Task statement:
In this exercise, copy exactly the lines from the one that contains "Task: indicate one point on every instance of the white folded" through the end of the entries below; pictures are not copied.

*** The input ***

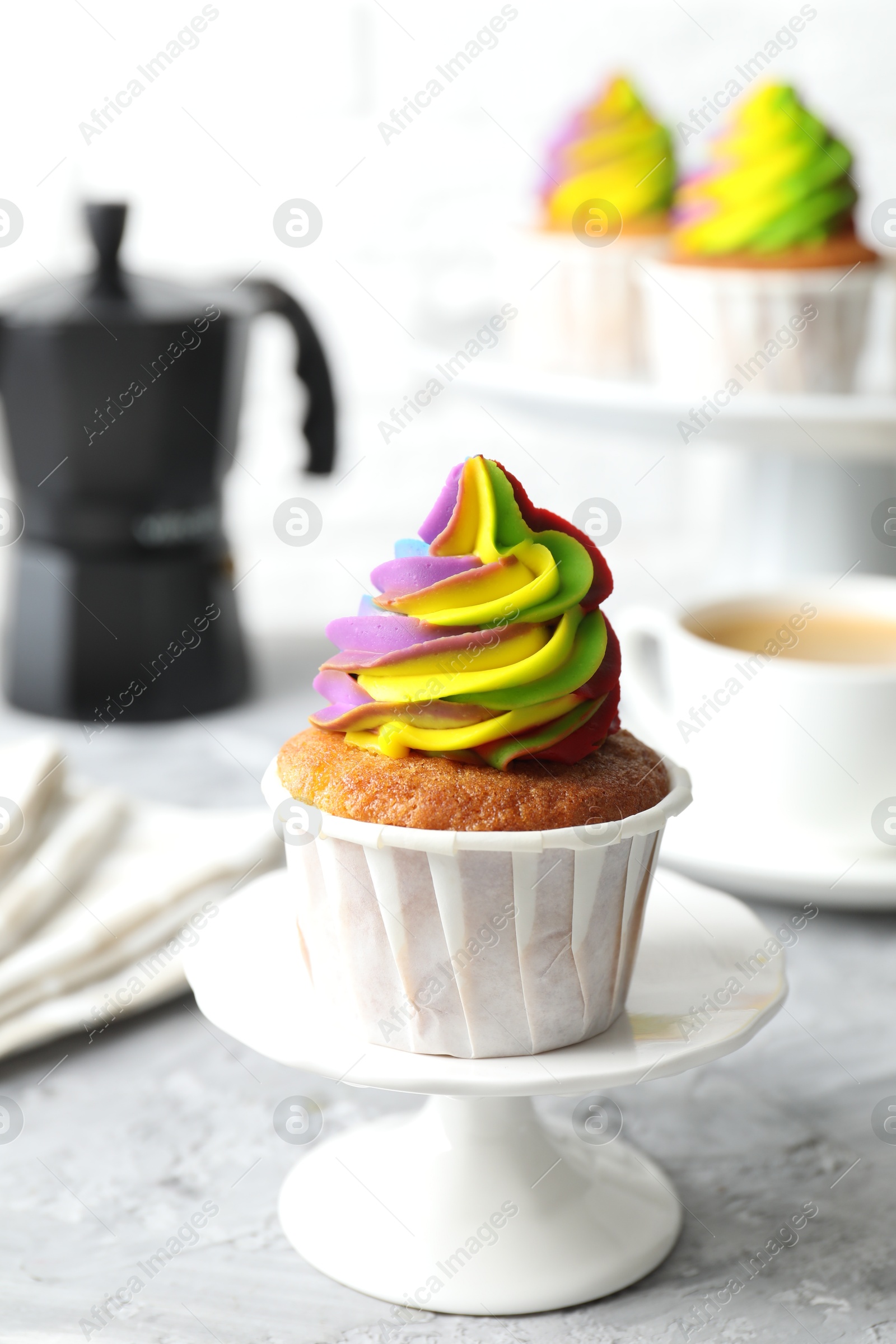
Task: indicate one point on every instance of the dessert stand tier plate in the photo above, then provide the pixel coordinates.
(813, 467)
(472, 1206)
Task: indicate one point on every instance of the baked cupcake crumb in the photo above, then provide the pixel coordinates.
(436, 794)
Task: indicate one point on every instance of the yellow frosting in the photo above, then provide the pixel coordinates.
(615, 151)
(778, 179)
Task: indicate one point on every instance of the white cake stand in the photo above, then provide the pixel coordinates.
(813, 465)
(470, 1206)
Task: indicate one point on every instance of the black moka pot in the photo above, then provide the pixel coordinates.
(123, 398)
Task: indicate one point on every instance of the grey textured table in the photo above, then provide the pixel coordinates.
(127, 1139)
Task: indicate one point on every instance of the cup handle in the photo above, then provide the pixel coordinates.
(644, 635)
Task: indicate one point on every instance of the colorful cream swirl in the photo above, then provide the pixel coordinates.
(778, 180)
(487, 642)
(613, 151)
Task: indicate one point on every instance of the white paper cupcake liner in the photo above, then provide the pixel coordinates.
(474, 944)
(582, 310)
(708, 324)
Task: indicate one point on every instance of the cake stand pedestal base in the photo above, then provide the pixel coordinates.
(472, 1207)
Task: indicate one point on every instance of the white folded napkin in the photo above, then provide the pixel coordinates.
(100, 894)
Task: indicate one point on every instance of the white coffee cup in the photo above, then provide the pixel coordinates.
(778, 748)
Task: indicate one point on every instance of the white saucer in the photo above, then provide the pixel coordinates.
(806, 871)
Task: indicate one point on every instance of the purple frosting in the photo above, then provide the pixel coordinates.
(413, 573)
(446, 640)
(441, 512)
(340, 689)
(381, 633)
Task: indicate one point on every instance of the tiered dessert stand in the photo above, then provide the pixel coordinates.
(813, 467)
(473, 1205)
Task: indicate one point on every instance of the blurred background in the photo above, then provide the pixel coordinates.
(284, 102)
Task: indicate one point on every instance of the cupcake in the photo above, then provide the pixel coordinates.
(469, 834)
(605, 206)
(767, 287)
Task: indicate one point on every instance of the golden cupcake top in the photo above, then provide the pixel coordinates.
(613, 150)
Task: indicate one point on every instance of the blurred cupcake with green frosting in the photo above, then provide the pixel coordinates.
(605, 200)
(767, 286)
(613, 150)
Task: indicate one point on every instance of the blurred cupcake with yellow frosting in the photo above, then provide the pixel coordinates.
(613, 150)
(767, 286)
(605, 206)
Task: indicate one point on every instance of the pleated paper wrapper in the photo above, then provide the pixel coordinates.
(476, 944)
(582, 310)
(710, 324)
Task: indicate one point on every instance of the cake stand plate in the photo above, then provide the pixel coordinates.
(472, 1206)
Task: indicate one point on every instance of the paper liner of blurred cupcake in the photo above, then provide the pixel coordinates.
(604, 207)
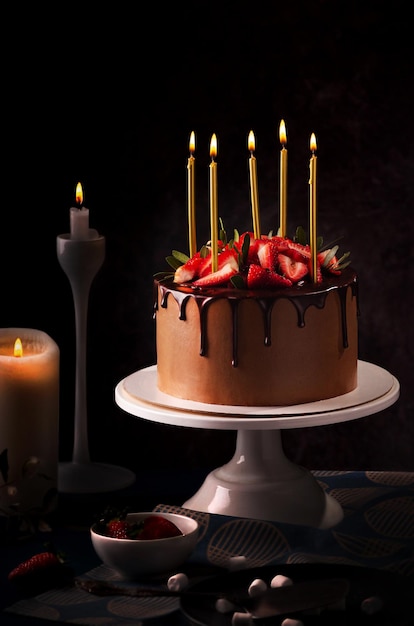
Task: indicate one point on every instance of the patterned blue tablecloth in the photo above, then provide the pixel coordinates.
(377, 531)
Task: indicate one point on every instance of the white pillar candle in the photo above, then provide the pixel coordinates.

***

Task result:
Task: indicate one point on every instance of the white folded napkin in the photo above, then provide the pixel coordinates.
(100, 894)
Task: indicate one point on every instance of the white coffee cup in the photo above, then provide the pixel coordinates.
(778, 748)
Task: indicate one point on every instance of the white saucer in the photo above, then provide the pixel coordinates.
(806, 871)
Task: indicate one point on every instance of the purple frosting in the photo above, then provide the pixel coordinates.
(413, 573)
(446, 640)
(441, 512)
(340, 689)
(381, 633)
Task: indicate one point on every instance of the tiered dessert stand in the photo above, then provide the pixel coordinates.
(813, 467)
(473, 1205)
Task: indicate one point on every instance of the blurred background in the photo above, then provide the pixel coordinates.
(284, 102)
Task: indicate one point on every instance of the cupcake in the photo above, then provide the pixel coordinates.
(469, 834)
(605, 206)
(767, 287)
Task: indicate one point on every instance of the golden cupcake top in the photo above, then provide the pixel coordinates.
(613, 150)
Task: indicate one point on every instance of the blurred cupcake with green frosting in the photo above, then provide the pixel coordinates.
(605, 200)
(767, 286)
(613, 150)
Task: indicate one point on every instance of the blurred cupcake with yellow frosting in the photo above, then provide the pixel coordinates.
(613, 150)
(767, 286)
(605, 206)
Task: indicate one point on every instance of the pleated paper wrapper in the photo above, then provide the pixel coordinates.
(476, 944)
(582, 310)
(710, 324)
Task: indicate one point on every instance of the cake stand plate in the photo above, then provide the pixel coordinates.
(472, 1206)
Task: indicate one point on every instance of the paper liner of blurred cupcake in the photo above, then provide the pixel coordinates.
(604, 207)
Task: indicate one point on every instance of the patterned blue tablecloth in the photo above, then provide the pixel coordinates.
(377, 531)
Task: indicate one point on every instance of the white pillar candle in the photo above, then provide the pixel coordinates.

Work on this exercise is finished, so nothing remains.